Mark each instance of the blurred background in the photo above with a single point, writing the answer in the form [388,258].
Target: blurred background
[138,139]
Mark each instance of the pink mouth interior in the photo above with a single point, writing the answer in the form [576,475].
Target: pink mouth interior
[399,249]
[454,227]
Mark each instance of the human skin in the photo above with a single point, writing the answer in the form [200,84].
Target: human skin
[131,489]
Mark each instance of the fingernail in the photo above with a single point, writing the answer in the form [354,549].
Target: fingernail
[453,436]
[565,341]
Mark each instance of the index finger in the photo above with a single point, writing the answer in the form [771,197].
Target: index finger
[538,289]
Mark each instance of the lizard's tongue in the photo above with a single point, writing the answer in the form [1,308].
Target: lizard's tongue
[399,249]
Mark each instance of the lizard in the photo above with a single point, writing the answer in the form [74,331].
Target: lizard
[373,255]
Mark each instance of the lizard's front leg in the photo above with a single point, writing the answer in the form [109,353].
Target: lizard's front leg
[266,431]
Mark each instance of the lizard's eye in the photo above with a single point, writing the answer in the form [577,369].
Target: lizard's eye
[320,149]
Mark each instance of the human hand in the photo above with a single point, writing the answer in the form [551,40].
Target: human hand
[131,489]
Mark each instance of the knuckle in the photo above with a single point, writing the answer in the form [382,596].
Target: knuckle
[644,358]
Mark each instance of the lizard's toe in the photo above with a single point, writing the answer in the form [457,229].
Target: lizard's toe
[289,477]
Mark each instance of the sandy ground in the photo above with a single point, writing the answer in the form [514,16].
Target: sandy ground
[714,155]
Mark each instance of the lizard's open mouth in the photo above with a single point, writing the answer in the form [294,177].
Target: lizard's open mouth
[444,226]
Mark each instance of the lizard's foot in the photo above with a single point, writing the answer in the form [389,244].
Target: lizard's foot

=== Written request ===
Can you rewrite every row above, substituting "Object" for "Target" and leaving everything else unchanged?

=== Solution for this problem ===
Mark each instance of the blurred background in the photo above with a single point, writing the answer in the form [388,258].
Object: blurred background
[138,139]
Mark each instance of the pink mouth interior in the photo above with a single point, writing the answer in the form [576,475].
Object: pink mouth interior
[399,249]
[454,227]
Mark each instance of the human skin in the photo above with a single point, writing the answer in the form [200,84].
Object: human skin
[131,489]
Mark each instance of the fingernail in the photo above with a single point, writing the answer in the form [354,549].
Object: fingernail
[453,436]
[565,341]
Mark each instance of the index finger in the photo above with a single point, writing the answer in the form [771,197].
Object: index finger
[538,289]
Mark each instance of the lizard's tongue in the photo above with a single point, writing the answer in the form [1,308].
Object: lizard's tongue
[399,249]
Mark each instance of the lizard in the photo above with a single point, writing the answer in the form [74,331].
Object: lizard
[373,255]
Mark each instance of the lizard's front leg in the photo above with a single point, writing the answer in the form [109,353].
Object: lizard's front leg
[266,431]
Mark each instance of the lizard's eye in the photo above with a single point, writing the answer in the form [577,369].
Object: lizard's eye
[320,149]
Mark each instance of the human hand in the photo above with a single point, writing the answer in the form [551,40].
Object: human hand
[131,489]
Mark each instance of the knuckle in the photo above with a single point, writing the answer in the form [382,596].
Object: knuckle
[644,358]
Mark each instance of the lizard's toe in the photo above with a single point, writing the answer in the form [457,229].
Object: lizard's toe
[289,477]
Mark each instance of the sandy ground in the photo above with a single point, writing the answer in the form [514,16].
Object: sandy ground
[714,155]
Mark each instance of the lizard's open mouth in the photo above with a single point, writing the answer in the form [294,177].
Object: lizard's open mouth
[444,226]
Mark each instance of the lizard's foot in the photo above with a single point, writing the answer in the form [389,244].
Object: lizard's foot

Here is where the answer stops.